### Material supplied
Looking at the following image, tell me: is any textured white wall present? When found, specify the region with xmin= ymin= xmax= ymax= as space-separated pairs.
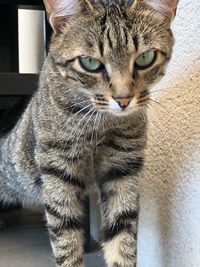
xmin=138 ymin=0 xmax=200 ymax=267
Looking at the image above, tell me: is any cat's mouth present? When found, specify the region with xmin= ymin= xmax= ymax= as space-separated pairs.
xmin=91 ymin=94 xmax=148 ymax=116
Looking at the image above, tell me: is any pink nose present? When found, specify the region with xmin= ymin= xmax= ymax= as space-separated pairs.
xmin=113 ymin=97 xmax=131 ymax=109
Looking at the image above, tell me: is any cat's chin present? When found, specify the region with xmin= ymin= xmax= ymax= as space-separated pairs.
xmin=108 ymin=108 xmax=136 ymax=117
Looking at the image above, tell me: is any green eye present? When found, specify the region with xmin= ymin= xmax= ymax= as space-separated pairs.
xmin=79 ymin=56 xmax=103 ymax=72
xmin=135 ymin=50 xmax=156 ymax=70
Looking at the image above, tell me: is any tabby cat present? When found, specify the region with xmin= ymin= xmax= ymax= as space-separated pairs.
xmin=0 ymin=0 xmax=178 ymax=267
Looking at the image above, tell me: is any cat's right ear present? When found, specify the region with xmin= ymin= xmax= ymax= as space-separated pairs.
xmin=43 ymin=0 xmax=93 ymax=32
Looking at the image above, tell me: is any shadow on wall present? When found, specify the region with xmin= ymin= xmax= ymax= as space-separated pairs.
xmin=138 ymin=65 xmax=200 ymax=267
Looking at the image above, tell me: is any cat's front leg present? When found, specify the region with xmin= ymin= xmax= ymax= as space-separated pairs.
xmin=100 ymin=177 xmax=138 ymax=267
xmin=96 ymin=137 xmax=143 ymax=267
xmin=41 ymin=162 xmax=89 ymax=267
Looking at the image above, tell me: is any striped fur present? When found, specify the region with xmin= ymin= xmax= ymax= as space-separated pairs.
xmin=0 ymin=0 xmax=178 ymax=267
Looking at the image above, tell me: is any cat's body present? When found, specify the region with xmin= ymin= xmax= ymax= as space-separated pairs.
xmin=0 ymin=1 xmax=178 ymax=267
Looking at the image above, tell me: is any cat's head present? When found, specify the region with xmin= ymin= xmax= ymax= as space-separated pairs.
xmin=44 ymin=0 xmax=178 ymax=115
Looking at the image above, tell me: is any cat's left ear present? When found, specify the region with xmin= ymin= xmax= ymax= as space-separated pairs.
xmin=148 ymin=0 xmax=179 ymax=20
xmin=43 ymin=0 xmax=93 ymax=32
xmin=133 ymin=0 xmax=179 ymax=21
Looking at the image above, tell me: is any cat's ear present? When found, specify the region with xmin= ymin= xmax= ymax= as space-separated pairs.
xmin=132 ymin=0 xmax=179 ymax=21
xmin=145 ymin=0 xmax=179 ymax=20
xmin=43 ymin=0 xmax=93 ymax=32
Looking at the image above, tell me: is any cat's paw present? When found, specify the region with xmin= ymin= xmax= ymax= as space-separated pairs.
xmin=0 ymin=220 xmax=6 ymax=230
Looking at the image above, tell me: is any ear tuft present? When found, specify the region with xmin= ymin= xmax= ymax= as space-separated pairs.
xmin=44 ymin=0 xmax=81 ymax=32
xmin=144 ymin=0 xmax=179 ymax=20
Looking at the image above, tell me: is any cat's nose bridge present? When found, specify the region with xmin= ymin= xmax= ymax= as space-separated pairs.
xmin=111 ymin=71 xmax=134 ymax=99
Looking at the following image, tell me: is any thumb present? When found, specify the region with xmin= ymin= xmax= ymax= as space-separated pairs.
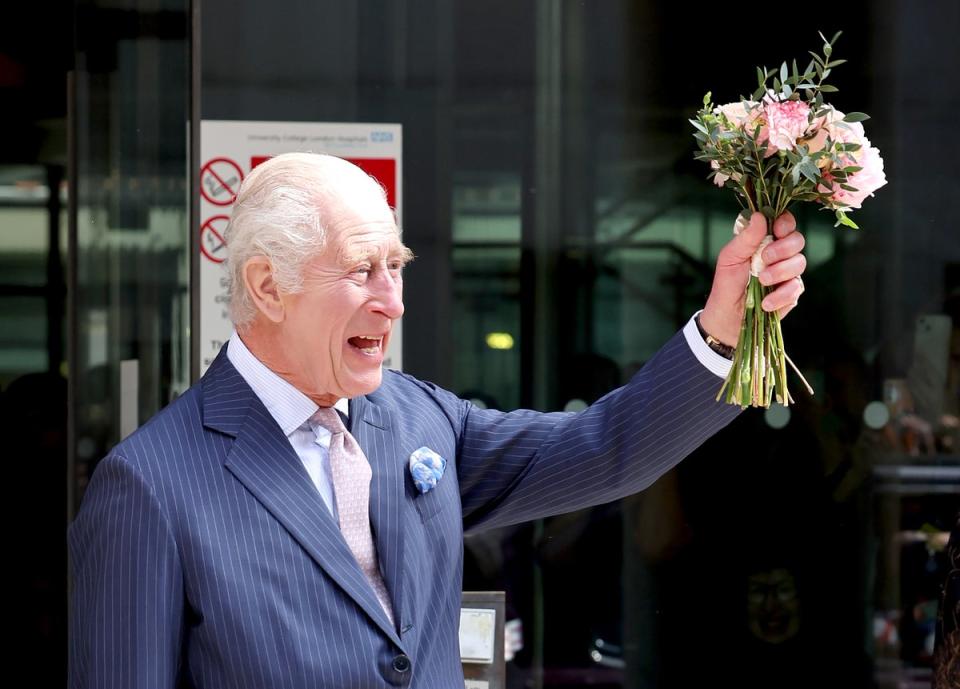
xmin=721 ymin=213 xmax=767 ymax=265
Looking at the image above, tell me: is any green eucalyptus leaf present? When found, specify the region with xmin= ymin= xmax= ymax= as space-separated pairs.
xmin=834 ymin=210 xmax=860 ymax=230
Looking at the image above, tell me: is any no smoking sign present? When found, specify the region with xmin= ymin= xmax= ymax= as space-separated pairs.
xmin=200 ymin=158 xmax=243 ymax=206
xmin=200 ymin=215 xmax=230 ymax=263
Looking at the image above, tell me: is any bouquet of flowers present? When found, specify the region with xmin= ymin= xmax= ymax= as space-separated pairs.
xmin=690 ymin=33 xmax=886 ymax=407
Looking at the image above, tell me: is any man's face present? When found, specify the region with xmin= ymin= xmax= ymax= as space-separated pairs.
xmin=747 ymin=568 xmax=800 ymax=644
xmin=280 ymin=191 xmax=409 ymax=404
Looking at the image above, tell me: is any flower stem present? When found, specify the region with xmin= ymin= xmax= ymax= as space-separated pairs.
xmin=717 ymin=218 xmax=813 ymax=408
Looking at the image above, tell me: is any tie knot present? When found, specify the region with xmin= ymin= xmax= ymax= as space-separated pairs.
xmin=310 ymin=407 xmax=347 ymax=433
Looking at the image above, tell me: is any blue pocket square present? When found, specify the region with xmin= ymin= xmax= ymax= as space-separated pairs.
xmin=410 ymin=447 xmax=447 ymax=493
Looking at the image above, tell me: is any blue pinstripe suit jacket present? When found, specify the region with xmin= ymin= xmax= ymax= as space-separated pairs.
xmin=69 ymin=333 xmax=737 ymax=689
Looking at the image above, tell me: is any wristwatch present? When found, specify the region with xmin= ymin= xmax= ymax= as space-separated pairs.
xmin=693 ymin=313 xmax=735 ymax=360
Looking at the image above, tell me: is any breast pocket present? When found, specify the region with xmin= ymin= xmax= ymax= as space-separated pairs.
xmin=413 ymin=462 xmax=460 ymax=523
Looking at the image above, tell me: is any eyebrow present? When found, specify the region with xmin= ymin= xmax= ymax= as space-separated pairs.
xmin=340 ymin=241 xmax=413 ymax=265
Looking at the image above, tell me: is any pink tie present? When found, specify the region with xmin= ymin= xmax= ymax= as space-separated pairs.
xmin=310 ymin=407 xmax=394 ymax=624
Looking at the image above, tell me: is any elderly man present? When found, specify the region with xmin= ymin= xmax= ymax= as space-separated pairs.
xmin=70 ymin=153 xmax=804 ymax=689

### Your instructions
Repeat every item above word for word, but leave out the pictures.

### Solution to the exercise
Looking at the following image, tell me: is any textured white wall present? When found, specify the region with xmin= ymin= xmax= ymax= as space-separated pairs.
xmin=138 ymin=0 xmax=200 ymax=267
Looking at the image above, tell me: is any cat's mouth present? When found, specify the region with xmin= ymin= xmax= ymax= as space-separated pairs.
xmin=91 ymin=94 xmax=148 ymax=116
Looking at the image above, tell me: is any pink nose present? When found, specify the region with xmin= ymin= xmax= ymax= as space-separated pairs.
xmin=113 ymin=97 xmax=131 ymax=109
Looking at the image above, tell me: is any cat's chin present? When found, specify the region with xmin= ymin= xmax= ymax= as space-separated pairs.
xmin=108 ymin=108 xmax=136 ymax=117
Looking at the image above, tell me: is any green eye present? When found, specify the region with xmin= ymin= xmax= ymax= as space-separated pairs.
xmin=79 ymin=56 xmax=103 ymax=72
xmin=135 ymin=50 xmax=156 ymax=70
Looking at the image above, tell me: is any tabby cat present? When found, specify the region with xmin= ymin= xmax= ymax= as space-separated pairs.
xmin=0 ymin=0 xmax=178 ymax=267
Looking at the image above, tell me: is any cat's right ear present? When found, specify the region with xmin= ymin= xmax= ymax= as space-separated pairs.
xmin=43 ymin=0 xmax=93 ymax=32
Looking at the image above, tell me: is any shadow on wall present? When found, specify the region with xmin= ymin= xmax= ymax= as space-separated pairs.
xmin=138 ymin=65 xmax=200 ymax=267
Looking at the image above, tell me: is any cat's front leg present? When found, specify the region with xmin= ymin= xmax= ymax= as space-separated pairs.
xmin=100 ymin=177 xmax=138 ymax=267
xmin=96 ymin=137 xmax=143 ymax=267
xmin=41 ymin=162 xmax=89 ymax=267
Looking at the image above, tell me: is any striped fur present? When found, specify the region with xmin= ymin= xmax= ymax= as space-separated pairs.
xmin=0 ymin=0 xmax=178 ymax=267
Looking at the image above, tell me: is any cat's body present? When found, specify the region with xmin= ymin= xmax= ymax= as space-separated pairs.
xmin=0 ymin=1 xmax=178 ymax=267
Looking at the image above, tell me: is any cat's head present? When found, specify the region with xmin= ymin= xmax= ymax= as space-separated pairs.
xmin=44 ymin=0 xmax=178 ymax=115
Looking at the image above, tell me: is any cat's left ear present? When found, specify the region with xmin= ymin= xmax= ymax= as space-separated pairs.
xmin=148 ymin=0 xmax=179 ymax=20
xmin=43 ymin=0 xmax=93 ymax=32
xmin=133 ymin=0 xmax=179 ymax=21
Looking at the image above, tell me: is any cat's ear present? When found, specify the region with xmin= ymin= xmax= ymax= as space-separated pairs.
xmin=132 ymin=0 xmax=179 ymax=21
xmin=145 ymin=0 xmax=179 ymax=20
xmin=43 ymin=0 xmax=93 ymax=32
Looking at the image above, tell me: is any cat's paw present? When found, specify the region with xmin= ymin= xmax= ymax= as space-separated pairs.
xmin=0 ymin=220 xmax=6 ymax=230
Looking at the image above, tell me: is any ear tuft present? When found, specify the region with xmin= ymin= xmax= ymax= as space-separated pairs.
xmin=44 ymin=0 xmax=81 ymax=32
xmin=144 ymin=0 xmax=179 ymax=20
Looking at the image above, tell me: is any cat's nose bridge present? When found, specify the region with xmin= ymin= xmax= ymax= as space-separated pairs.
xmin=111 ymin=71 xmax=134 ymax=99
Looking at the following image, tell me: is any thumb present? When found, specify the region with xmin= ymin= xmax= ymax= as space-separated pairs.
xmin=721 ymin=213 xmax=767 ymax=265
Looking at the image above, tell me: is any green eucalyptus leaf present? When found, specify the region with xmin= ymin= xmax= ymax= as space-separated pairs.
xmin=834 ymin=210 xmax=860 ymax=230
Looking at the image above, tell me: is any no smoking sign present? When found, specify the region with xmin= ymin= xmax= ymax= as space-separated pairs.
xmin=200 ymin=158 xmax=243 ymax=206
xmin=200 ymin=215 xmax=230 ymax=263
Looking at the image above, tell me: is any bouquet of flowers present? When found, specify the region with xmin= ymin= xmax= ymax= as space-separated pairs.
xmin=690 ymin=33 xmax=886 ymax=407
Looking at the image above, tell me: is any man's face present? When found, specify the region with xmin= ymin= xmax= ymax= as space-separated pairs.
xmin=747 ymin=568 xmax=800 ymax=644
xmin=280 ymin=191 xmax=409 ymax=404
Looking at the image above, tell me: is any flower stem present? When found, specify the region with xmin= ymin= xmax= ymax= as space-separated pairs.
xmin=717 ymin=218 xmax=813 ymax=408
Looking at the image above, tell me: is any tie knot present? When found, specify the region with xmin= ymin= xmax= ymax= as space-separated pairs.
xmin=310 ymin=407 xmax=347 ymax=433
Looking at the image above, tell me: is any blue pocket square present? When found, specify the region with xmin= ymin= xmax= ymax= as space-separated pairs.
xmin=410 ymin=447 xmax=447 ymax=493
Looking at the image above, tell me: is any blue pinstripe suit jacket present? When found, specify the region with xmin= ymin= xmax= ymax= as space-separated pairs.
xmin=69 ymin=333 xmax=737 ymax=689
Looking at the image above, tell me: is any wristwatch present? When found, specify the region with xmin= ymin= xmax= ymax= as space-separated pairs.
xmin=693 ymin=313 xmax=735 ymax=360
Looking at the image above, tell me: is any breast pocket present? When found, specify the region with xmin= ymin= xmax= ymax= as space-separated pairs.
xmin=413 ymin=462 xmax=460 ymax=523
Looking at the image above, tell me: is any eyebrow present? When found, specify the region with xmin= ymin= xmax= ymax= as space-separated pairs.
xmin=340 ymin=241 xmax=413 ymax=265
Looking at the image above, tell me: is any pink tie present? When found, specify the region with xmin= ymin= xmax= ymax= as space-separated pairs.
xmin=310 ymin=407 xmax=394 ymax=624
Looking at the image above, tell me: is any elderly man present? When found, specify the region with xmin= ymin= xmax= ymax= as space-separated pairs.
xmin=70 ymin=153 xmax=804 ymax=689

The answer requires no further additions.